Problem to work on: Copy each line below without leaving any out.

Input rows:
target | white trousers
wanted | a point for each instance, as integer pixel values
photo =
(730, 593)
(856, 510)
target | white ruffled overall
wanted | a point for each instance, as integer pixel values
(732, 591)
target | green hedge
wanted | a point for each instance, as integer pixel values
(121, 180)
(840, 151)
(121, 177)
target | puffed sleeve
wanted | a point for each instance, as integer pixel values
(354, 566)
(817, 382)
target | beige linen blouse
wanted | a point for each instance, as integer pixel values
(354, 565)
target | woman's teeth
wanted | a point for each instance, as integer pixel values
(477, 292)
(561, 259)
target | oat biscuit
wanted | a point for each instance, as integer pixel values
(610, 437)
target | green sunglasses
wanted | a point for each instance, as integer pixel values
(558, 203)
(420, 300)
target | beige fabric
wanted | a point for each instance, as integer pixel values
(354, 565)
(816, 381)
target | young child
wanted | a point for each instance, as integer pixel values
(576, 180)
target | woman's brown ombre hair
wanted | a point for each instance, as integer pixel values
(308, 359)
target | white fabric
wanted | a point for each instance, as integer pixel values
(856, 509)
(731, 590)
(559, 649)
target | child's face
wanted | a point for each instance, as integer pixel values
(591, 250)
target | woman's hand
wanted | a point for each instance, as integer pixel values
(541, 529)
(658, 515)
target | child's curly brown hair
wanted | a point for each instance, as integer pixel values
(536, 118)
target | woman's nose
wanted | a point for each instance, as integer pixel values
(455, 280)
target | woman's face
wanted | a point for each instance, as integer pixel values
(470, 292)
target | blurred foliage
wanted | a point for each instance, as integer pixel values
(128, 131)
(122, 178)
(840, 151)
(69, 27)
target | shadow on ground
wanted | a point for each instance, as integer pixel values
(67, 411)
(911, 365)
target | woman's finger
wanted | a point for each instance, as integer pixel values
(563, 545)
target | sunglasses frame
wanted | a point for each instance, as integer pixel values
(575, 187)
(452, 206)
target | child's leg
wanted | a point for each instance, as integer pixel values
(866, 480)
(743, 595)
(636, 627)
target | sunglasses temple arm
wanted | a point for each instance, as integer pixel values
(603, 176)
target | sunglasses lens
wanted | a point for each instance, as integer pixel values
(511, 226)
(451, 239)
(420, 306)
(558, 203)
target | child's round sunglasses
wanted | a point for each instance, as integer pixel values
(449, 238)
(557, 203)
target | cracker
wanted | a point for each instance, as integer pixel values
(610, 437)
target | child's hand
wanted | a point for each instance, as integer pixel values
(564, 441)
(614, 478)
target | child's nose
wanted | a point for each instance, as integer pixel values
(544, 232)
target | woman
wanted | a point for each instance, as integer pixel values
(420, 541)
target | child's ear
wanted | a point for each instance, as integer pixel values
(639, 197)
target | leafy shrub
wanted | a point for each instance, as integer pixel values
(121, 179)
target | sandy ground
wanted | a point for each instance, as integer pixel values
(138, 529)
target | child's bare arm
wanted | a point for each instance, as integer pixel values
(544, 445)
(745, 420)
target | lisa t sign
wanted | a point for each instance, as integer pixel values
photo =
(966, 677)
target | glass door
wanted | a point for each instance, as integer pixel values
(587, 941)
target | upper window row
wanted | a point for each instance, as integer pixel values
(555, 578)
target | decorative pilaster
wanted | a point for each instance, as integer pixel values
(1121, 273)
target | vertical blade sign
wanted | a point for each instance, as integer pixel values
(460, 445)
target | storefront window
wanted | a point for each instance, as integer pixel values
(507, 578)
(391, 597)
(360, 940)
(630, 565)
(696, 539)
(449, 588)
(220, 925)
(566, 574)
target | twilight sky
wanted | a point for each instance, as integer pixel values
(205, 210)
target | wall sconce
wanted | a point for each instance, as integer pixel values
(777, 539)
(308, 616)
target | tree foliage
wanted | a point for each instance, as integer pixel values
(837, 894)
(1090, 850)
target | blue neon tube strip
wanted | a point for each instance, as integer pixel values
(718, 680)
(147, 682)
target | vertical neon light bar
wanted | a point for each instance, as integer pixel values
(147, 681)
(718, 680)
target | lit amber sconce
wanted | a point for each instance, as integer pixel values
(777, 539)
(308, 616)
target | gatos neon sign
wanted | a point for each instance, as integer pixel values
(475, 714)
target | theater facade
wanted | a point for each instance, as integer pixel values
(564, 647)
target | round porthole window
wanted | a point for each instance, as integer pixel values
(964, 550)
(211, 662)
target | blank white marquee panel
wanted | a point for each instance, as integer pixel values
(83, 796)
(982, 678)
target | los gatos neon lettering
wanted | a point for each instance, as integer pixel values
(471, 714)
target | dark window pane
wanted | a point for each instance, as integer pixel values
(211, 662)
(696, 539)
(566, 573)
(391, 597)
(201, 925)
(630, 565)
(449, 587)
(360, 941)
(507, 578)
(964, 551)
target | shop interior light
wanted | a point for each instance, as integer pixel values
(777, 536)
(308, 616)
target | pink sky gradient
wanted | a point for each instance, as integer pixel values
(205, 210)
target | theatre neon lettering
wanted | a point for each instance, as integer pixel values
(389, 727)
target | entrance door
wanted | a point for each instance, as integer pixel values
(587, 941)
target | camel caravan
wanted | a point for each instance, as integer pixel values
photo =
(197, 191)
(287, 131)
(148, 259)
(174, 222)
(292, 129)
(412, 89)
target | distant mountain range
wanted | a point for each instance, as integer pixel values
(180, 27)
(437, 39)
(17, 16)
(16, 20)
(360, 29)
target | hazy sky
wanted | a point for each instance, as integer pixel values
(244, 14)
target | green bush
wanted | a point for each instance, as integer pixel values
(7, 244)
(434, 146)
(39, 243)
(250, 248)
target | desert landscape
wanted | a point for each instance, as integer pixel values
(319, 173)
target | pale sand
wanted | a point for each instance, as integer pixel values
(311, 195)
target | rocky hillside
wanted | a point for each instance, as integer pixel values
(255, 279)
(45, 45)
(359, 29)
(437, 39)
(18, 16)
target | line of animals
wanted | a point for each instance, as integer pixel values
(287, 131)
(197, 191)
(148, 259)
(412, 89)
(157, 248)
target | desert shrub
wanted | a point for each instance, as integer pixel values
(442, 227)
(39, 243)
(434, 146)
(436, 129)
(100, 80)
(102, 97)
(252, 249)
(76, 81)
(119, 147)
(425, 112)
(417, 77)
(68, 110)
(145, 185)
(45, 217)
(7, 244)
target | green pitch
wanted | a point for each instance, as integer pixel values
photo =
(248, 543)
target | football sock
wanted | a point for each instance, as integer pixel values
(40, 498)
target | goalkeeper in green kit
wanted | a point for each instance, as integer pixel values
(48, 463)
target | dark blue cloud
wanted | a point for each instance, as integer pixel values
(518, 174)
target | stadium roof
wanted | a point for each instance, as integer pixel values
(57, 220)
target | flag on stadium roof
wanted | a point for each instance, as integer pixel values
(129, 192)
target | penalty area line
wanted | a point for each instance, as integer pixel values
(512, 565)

Written answer:
target | white trousers
wanted | a point for each instance, as integer pixel values
photo =
(730, 593)
(856, 510)
target | white ruffled overall
wanted | a point for each instance, as integer pixel values
(732, 591)
target | green hedge
wanted | a point for each instance, as integer pixel values
(121, 180)
(840, 151)
(121, 177)
target | puffed sleeve
wanted | a point for each instance, as integer pixel values
(354, 566)
(817, 382)
target | beige linen blouse
wanted | a point for each instance, as integer pixel values
(354, 565)
target | woman's teeth
wanted | a point for each instance, as integer pixel values
(477, 292)
(561, 259)
target | oat biscuit
wanted | a point for each instance, as integer pixel values
(610, 437)
target | green sunglasses
wanted | a point for each instance, as integer pixel values
(558, 203)
(420, 300)
target | beige fabric
wanted | a point for each instance, as integer pixel values
(354, 565)
(816, 381)
target | young child
wanted | a point for each instance, as integer pixel values
(576, 180)
target | woman's brown ombre hair
wanted | a point for each instance, as integer pixel values
(308, 359)
target | white fabric
wanted | a point for each instance, as integer pixel values
(856, 509)
(731, 590)
(559, 649)
target | child's face
wanted | a point for each instance, as integer pixel values
(591, 250)
target | woman's hand
wanted | a point for each instance, as integer pixel values
(541, 529)
(658, 515)
target | child's curly brown hair
wanted | a point for each instance, as integer pixel values
(536, 118)
target | woman's nose
wanted | a point for each instance, as integer pixel values
(455, 280)
target | woman's face
wanted | a point for each instance, as integer pixel values
(470, 292)
target | blurred foliage
wanted | a point for each instance, as integer pixel values
(128, 131)
(122, 178)
(840, 151)
(69, 27)
target | shadow on ground
wanted | a point for each instance, as integer pixel values
(67, 411)
(911, 365)
target | woman's finger
wanted | a point for each instance, as integer pixel values
(563, 545)
target | sunglasses frame
wanted | a point for each instance, as integer pixel values
(575, 187)
(452, 206)
target | child's leg
wanted | a point for each instance, as integer pixel values
(866, 480)
(743, 595)
(636, 627)
target | sunglasses temple arm
wanted | a point for each instance, as integer pixel values
(603, 176)
target | sunglasses lens
wanted | a point for each instance, as integer pixel values
(511, 226)
(451, 239)
(420, 306)
(558, 203)
target | child's round sunglasses
wanted | a point for each instance, as integer pixel values
(449, 238)
(557, 203)
target | cracker
wanted | a point for each instance, as integer pixel values
(610, 437)
target | child's hand
wanted | a point for each instance, as integer pixel values
(564, 441)
(614, 478)
target | child's nose
wanted | a point for each instance, as integer pixel values
(544, 232)
target | woman
wanted | a point for each instance, as integer pixel values
(420, 541)
target | child's ear
wanted | a point for each instance, as integer pixel values
(639, 197)
target | leafy shrub
wanted | a point for each instance, as integer pixel values
(121, 179)
target | sandy ground
wanted | a point for each instance, as integer pixel values
(138, 529)
target | child's bare arm
wanted | a point for each instance, as integer pixel values
(544, 445)
(745, 420)
target | lisa t sign
wanted | a point for each instance, as integer pixel values
photo =
(966, 677)
target | glass door
wanted | a point for each instance, as integer pixel values
(587, 941)
target | upper window row
wanted | a point for each instance, as integer pixel values
(555, 578)
target | decorative pilaster
wanted | a point for each instance, as integer pixel values
(1121, 273)
target | vertical blade sign
wanted | a point for each instance, as integer pixel values
(460, 445)
target | storefront window
wanted | a point for each instance, as integer pixel values
(507, 578)
(391, 597)
(360, 940)
(630, 565)
(696, 539)
(449, 588)
(220, 925)
(566, 574)
target | twilight sky
wanted | a point for each instance, as integer pixel values
(205, 210)
target | wall sconce
wanted | a point for each instance, as integer pixel values
(777, 539)
(308, 616)
target | tree foliage
wanted | a point for each instance, as integer pixel values
(837, 894)
(1090, 850)
target | blue neon tube strip
wanted | a point for each instance, as integer pixel values
(718, 680)
(147, 682)
target | vertical neon light bar
wanted | a point for each instance, as integer pixel values
(147, 681)
(718, 680)
target | lit amber sconce
wanted | a point for each instance, as integer pixel values
(777, 539)
(308, 616)
target | gatos neon sign
wanted | a point for each instance, as integer pixel values
(475, 714)
target | theater facade
wanted | a point for each instance, as integer pixel values
(564, 647)
target | round porthole window
wanted | a point for each instance, as integer pixel values
(964, 550)
(211, 662)
target | blank white marquee panel
wanted | a point for each instance, as integer pixel values
(83, 796)
(982, 678)
target | los gatos neon lettering
wanted | a point for each instance, as integer pixel values
(471, 714)
target | dark window pane
wanted | a point for each instance, as integer pixel values
(211, 662)
(696, 539)
(566, 573)
(391, 597)
(201, 925)
(630, 565)
(449, 587)
(360, 941)
(507, 578)
(964, 551)
target | shop interior light
wanted | a point for each instance, as integer pixel values
(777, 536)
(308, 616)
target | pink sky gradient
wanted | a point for each instance, as integer pixel values
(205, 210)
target | theatre neon lettering
wanted | a point for each instance, as integer pixel values
(389, 727)
target | entrance door
wanted | a point for each instance, as integer pixel values
(587, 941)
target | camel caravan
wanted | a point for each instance, as integer pixel values
photo =
(197, 191)
(287, 131)
(148, 259)
(174, 222)
(292, 129)
(412, 89)
target | distant mountain range
wanted | a point for each instance, as integer pixel values
(180, 27)
(437, 39)
(17, 16)
(16, 20)
(360, 29)
target | hazy sky
wanted | a point for each instance, as integer pixel values
(244, 14)
target | green bush
wanted | a point for each instance, as integer pixel values
(7, 244)
(434, 146)
(39, 243)
(250, 248)
target | desert landscape
wanted | a point for each instance, as integer pixel values
(319, 173)
target | pale sand
wanted | a point for each instance, as integer pixel values
(311, 195)
target | rocky hillside
wanted | a point for each instance, as integer pixel values
(255, 279)
(45, 45)
(359, 29)
(437, 39)
(18, 16)
target | line of animals
wanted | a point for each instance, as integer pixel values
(287, 131)
(197, 191)
(148, 259)
(412, 89)
(157, 248)
target | desert shrub
wanted | a point for each instance, as integer pixel values
(442, 227)
(39, 243)
(434, 146)
(436, 129)
(100, 80)
(102, 97)
(252, 249)
(76, 81)
(119, 147)
(425, 112)
(417, 77)
(68, 110)
(145, 185)
(45, 217)
(7, 244)
target | green pitch
wanted | a point for each instance, as integer pixel values
photo =
(248, 543)
target | football sock
wanted | a point for each instance, as integer pixel values
(40, 498)
target | goalkeeper in green kit
wanted | a point for each instance, as integer pixel values
(48, 463)
target | dark blue cloud
wanted | a point for each instance, as integer pixel values
(518, 174)
target | stadium roof
wanted | a point for each instance, as integer pixel values
(57, 220)
target | flag on stadium roof
wanted | a point for each instance, as integer pixel values
(129, 192)
target | penalty area line
wanted | a point for each instance, as integer pixel values
(512, 565)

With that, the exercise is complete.